== The records ==
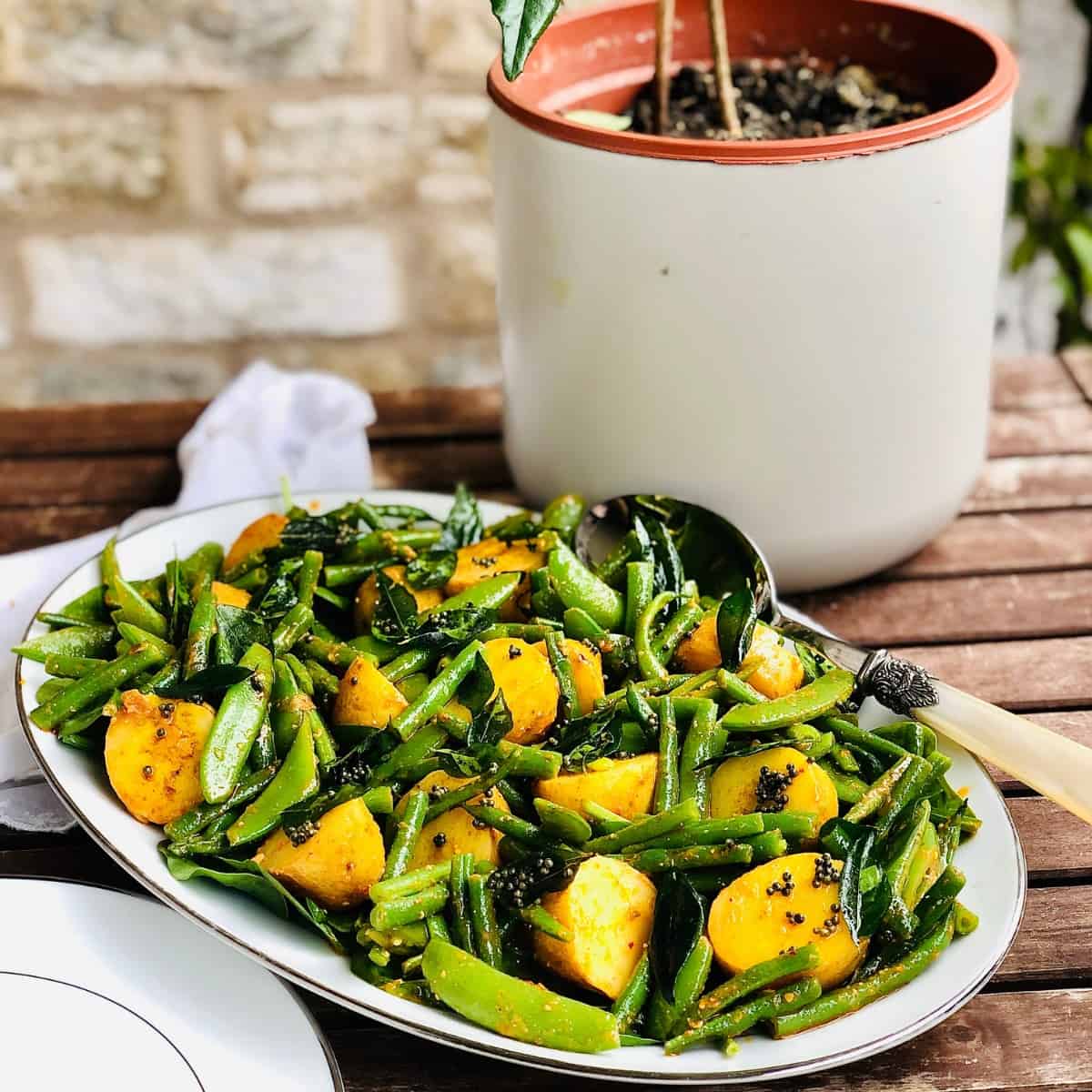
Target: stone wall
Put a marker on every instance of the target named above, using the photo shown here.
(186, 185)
===
== The records ==
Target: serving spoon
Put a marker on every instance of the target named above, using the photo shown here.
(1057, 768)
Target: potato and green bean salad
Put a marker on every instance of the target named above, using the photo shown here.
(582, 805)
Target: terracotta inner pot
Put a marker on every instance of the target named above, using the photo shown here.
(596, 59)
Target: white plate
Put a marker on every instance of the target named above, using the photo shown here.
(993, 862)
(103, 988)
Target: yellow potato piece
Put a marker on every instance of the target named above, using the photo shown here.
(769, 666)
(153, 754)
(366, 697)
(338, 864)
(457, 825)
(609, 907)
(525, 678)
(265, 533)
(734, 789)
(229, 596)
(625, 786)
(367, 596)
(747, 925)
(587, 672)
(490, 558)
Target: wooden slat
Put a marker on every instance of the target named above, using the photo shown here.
===
From the records above, extract every line that contains the string "potato" and reproduce each such line in full. The match is case-sensitive.

Target: potato and green bean salad
Target: yellow potato piece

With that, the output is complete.